# Given instruction 1
Name every person identified by full name in the film notes below.
# Given instruction 2
According to the film notes below, in what year was the novel behind the screenplay published?
# Given instruction 3
Using the film notes below, decide whether each statement agrees with them: (a) Howard Hawks was the cinematographer. (b) The Variety review was published in 1917. (c) The film was shot at a studio on Vine Street in Hollywood.

# Article

Screenwriter: Frances Marion, based on the 1905 novel by Frances Hodgson Burnett
Cinematographer: Walter Stradling
Filming Location: Famous Players-Lasky Studio at 1520 Vine St. in Hollywood, CA
Produced by Mary Pickford
Note: Assistant director Howard Hawks got his first chance to direct when he stepped behind the camera for certain scenes of A Little Princess.
Original review from Variety (Nov. 23, 1917):
Miss Pickford … is perhaps in her most fitting role in what was probably the most popular of all Mrs. Burnett’s novels, next to ‘Fauntleroy.’ Everyone who reads it will want to see its picturization. Others shouldn’t miss it. When they go they will find Miss Pickford at her best.

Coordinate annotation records
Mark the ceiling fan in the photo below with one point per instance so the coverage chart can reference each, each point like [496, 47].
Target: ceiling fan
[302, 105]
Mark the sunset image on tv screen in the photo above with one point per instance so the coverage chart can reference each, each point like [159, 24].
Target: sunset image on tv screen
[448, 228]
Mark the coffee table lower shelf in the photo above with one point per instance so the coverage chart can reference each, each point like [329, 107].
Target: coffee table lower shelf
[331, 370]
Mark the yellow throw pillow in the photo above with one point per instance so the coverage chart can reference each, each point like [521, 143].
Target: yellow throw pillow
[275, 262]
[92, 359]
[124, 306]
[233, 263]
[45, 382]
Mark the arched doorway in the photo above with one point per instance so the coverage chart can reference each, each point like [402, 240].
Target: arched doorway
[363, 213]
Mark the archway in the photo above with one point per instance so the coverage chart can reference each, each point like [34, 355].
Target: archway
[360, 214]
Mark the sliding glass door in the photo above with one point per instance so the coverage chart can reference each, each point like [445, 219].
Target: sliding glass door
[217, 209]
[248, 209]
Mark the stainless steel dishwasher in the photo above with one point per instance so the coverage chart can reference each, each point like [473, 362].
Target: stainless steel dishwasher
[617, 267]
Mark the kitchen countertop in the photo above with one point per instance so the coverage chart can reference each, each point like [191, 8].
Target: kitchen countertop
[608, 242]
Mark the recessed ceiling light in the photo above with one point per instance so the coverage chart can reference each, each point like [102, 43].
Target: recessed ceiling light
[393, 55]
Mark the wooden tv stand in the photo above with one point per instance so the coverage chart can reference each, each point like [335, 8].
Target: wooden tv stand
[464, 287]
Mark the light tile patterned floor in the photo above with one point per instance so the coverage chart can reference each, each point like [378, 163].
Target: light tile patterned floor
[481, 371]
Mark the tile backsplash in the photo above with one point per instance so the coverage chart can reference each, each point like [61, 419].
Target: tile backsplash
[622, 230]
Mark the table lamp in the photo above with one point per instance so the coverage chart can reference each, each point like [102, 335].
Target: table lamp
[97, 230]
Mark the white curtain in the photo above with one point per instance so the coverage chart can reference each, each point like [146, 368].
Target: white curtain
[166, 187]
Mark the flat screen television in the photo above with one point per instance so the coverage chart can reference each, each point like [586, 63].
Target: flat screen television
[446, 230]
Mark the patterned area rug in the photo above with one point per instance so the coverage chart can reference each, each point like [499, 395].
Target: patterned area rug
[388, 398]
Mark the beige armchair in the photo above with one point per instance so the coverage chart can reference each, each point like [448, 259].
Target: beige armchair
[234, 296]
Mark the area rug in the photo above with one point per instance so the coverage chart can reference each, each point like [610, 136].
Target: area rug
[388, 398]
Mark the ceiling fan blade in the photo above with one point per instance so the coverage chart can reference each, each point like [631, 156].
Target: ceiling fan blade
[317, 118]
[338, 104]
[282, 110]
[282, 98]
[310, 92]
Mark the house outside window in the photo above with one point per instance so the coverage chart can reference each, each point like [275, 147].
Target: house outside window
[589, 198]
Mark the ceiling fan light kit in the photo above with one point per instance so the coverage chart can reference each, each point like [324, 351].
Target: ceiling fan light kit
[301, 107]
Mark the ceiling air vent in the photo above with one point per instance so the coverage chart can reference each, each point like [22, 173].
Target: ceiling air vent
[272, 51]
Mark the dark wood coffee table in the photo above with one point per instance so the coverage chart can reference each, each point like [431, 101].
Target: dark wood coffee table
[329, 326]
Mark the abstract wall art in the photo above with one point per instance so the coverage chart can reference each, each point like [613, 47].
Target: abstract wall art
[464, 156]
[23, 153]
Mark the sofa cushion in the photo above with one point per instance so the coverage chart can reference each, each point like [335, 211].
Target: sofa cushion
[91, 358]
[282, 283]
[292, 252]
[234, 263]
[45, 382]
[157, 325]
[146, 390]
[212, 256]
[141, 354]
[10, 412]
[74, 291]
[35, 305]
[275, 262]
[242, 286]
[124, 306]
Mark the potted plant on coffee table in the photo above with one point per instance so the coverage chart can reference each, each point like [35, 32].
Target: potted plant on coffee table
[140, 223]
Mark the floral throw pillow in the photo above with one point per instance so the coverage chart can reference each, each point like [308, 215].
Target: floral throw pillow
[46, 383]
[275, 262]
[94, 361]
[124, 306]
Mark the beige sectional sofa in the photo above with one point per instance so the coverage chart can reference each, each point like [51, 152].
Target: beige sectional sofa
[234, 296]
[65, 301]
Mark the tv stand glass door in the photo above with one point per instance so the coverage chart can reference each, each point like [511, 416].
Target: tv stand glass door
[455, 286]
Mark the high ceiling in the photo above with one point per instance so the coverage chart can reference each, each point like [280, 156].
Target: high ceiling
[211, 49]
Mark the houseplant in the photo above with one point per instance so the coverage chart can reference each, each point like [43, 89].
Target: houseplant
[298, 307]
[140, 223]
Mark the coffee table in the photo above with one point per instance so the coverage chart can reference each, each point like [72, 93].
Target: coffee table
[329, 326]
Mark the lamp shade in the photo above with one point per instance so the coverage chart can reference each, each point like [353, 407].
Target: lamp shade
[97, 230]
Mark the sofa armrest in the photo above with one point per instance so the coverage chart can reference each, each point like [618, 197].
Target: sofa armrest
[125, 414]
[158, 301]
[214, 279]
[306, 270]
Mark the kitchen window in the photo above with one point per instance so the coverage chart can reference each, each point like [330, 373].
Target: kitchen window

# Exercise response 1
Frances Marion, Frances Hodgson Burnett, Walter Stradling, Mary Pickford, Howard Hawks

# Exercise response 2
1905

# Exercise response 3
(a) No: "Cinematographer: Walter Stradling"
(b) Yes: "Original review from Variety (Nov. 23, 1917)"
(c) Yes: "Famous Players-Lasky Studio at 1520 Vine St. in Hollywood, CA"